Problem
Reproduce the listing below precisely, leaving every line intact.

======== Records to process ========

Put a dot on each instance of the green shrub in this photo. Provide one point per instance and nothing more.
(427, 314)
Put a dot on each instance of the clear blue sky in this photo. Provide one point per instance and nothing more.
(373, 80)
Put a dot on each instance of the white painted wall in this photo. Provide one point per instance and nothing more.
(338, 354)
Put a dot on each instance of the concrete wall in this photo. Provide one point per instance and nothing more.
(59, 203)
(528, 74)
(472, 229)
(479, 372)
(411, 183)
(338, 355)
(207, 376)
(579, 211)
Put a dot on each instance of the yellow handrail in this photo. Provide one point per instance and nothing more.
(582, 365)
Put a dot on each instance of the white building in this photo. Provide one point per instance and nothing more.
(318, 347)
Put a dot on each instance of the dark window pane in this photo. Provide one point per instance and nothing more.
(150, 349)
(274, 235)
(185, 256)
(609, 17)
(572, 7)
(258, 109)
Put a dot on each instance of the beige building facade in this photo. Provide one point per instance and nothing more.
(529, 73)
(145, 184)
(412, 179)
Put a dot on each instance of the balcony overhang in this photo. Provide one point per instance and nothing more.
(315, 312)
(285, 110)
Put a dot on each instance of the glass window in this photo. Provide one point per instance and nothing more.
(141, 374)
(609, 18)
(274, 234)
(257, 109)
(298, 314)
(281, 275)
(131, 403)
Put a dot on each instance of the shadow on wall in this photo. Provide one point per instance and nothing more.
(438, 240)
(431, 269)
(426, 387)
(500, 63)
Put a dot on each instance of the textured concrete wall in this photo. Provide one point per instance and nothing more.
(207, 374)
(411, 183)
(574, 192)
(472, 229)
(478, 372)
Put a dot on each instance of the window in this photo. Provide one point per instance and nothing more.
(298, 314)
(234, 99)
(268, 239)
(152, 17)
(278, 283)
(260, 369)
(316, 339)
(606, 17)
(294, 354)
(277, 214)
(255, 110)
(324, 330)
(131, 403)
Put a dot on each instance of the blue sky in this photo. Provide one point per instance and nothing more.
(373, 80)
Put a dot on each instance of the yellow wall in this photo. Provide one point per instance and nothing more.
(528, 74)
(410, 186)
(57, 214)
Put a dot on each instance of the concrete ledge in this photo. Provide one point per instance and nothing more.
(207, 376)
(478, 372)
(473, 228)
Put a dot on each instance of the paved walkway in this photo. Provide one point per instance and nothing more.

========

Output below
Put a dot on each instance of the green shrub in this photo. Provide one point per instance and nothing more.
(427, 314)
Put a dot on each instance of the clear blue sky in this photo. Provide one point per instance and nothing more.
(373, 80)
Put a dot on each instance of the white painted wall in this photo. Provide one point per instance and nothing more.
(338, 354)
Put a dot on each instance of the concrete wall in this photo. Provide one point per instance and nothing more.
(59, 203)
(528, 74)
(472, 229)
(479, 372)
(411, 183)
(338, 355)
(207, 376)
(579, 211)
Put a dot on each instance of the yellow handrail in this photo. Provide one point per instance and nothing more.
(582, 365)
Put a dot on each instance of the white building in this photo. Provide one point per instance and nothing more.
(318, 347)
Put a dot on each instance of the dark window pane in this photo. Provide one point per instance and nothing more.
(150, 349)
(274, 235)
(185, 256)
(609, 17)
(572, 7)
(258, 109)
Put a dot on each instance of the beige building facade in this photo. Provide one point per instance and nothing more.
(529, 73)
(145, 184)
(412, 179)
Put a dot on each instance of the balcony overhang in this photo. Provide one point per instance and nothing more.
(315, 312)
(285, 110)
Put a dot on each instance of the glass window in this photo. Provide one point per instance and nothing more.
(141, 374)
(609, 18)
(274, 234)
(257, 109)
(298, 314)
(281, 275)
(131, 403)
Put a dot on each instance of the shadow on wall in this photo. Provide one point per instance and nothing more.
(438, 240)
(431, 269)
(426, 387)
(500, 63)
Put a dot on each instance of the textured concrete wall in this photo. Provide one point per instance and nothing more.
(207, 374)
(411, 183)
(574, 192)
(472, 229)
(478, 372)
Put a dot on each instance of the window in this photo. Provide one point per instance and nothing more.
(298, 314)
(234, 99)
(268, 239)
(152, 17)
(278, 283)
(260, 369)
(316, 339)
(606, 17)
(294, 354)
(277, 214)
(255, 110)
(324, 330)
(131, 403)
Put a dot on each instance of the blue sky in this photo. Provide one point per instance and nothing more.
(373, 80)
Put a dot on each instance of the yellow wall in this photo. Provide one point per instance and nothing more.
(528, 74)
(410, 186)
(57, 214)
Put a dot on each instance of the concrete ledge in this photo. Provide one point per instance and nothing more.
(207, 376)
(478, 372)
(473, 228)
Put a dot on each instance of the paved walkway in this photo. Provide one point per instance and nothing more.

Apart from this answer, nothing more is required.